• **Given instruction**
Print every line of the listing below verbatim, character for character.

• **Dataset entries**
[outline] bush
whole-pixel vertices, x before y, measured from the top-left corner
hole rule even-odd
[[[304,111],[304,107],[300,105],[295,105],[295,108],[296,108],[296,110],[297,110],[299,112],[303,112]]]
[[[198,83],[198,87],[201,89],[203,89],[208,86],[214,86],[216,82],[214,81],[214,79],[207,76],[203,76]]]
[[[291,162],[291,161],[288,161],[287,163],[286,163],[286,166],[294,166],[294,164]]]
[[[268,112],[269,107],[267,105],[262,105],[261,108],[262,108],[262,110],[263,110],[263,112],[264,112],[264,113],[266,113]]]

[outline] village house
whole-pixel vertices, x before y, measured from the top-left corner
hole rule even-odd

• **Task solution**
[outline] bush
whole-pixel vertices, x before y, measured from the top-left corner
hole rule even-odd
[[[304,111],[304,107],[300,105],[295,105],[295,108],[296,108],[296,110],[297,110],[299,112],[303,112]]]
[[[198,83],[198,87],[201,89],[203,89],[208,86],[214,86],[216,82],[214,81],[214,79],[207,76],[203,76]]]
[[[291,162],[291,161],[288,161],[287,163],[286,163],[286,166],[294,166],[294,164]]]
[[[268,112],[269,107],[267,105],[262,105],[261,108],[262,108],[262,110],[263,110],[263,112],[264,112],[264,113],[266,113]]]

[outline] village house
whole-pixel vertices, x before y, measured from the top-left corner
hole rule even-odd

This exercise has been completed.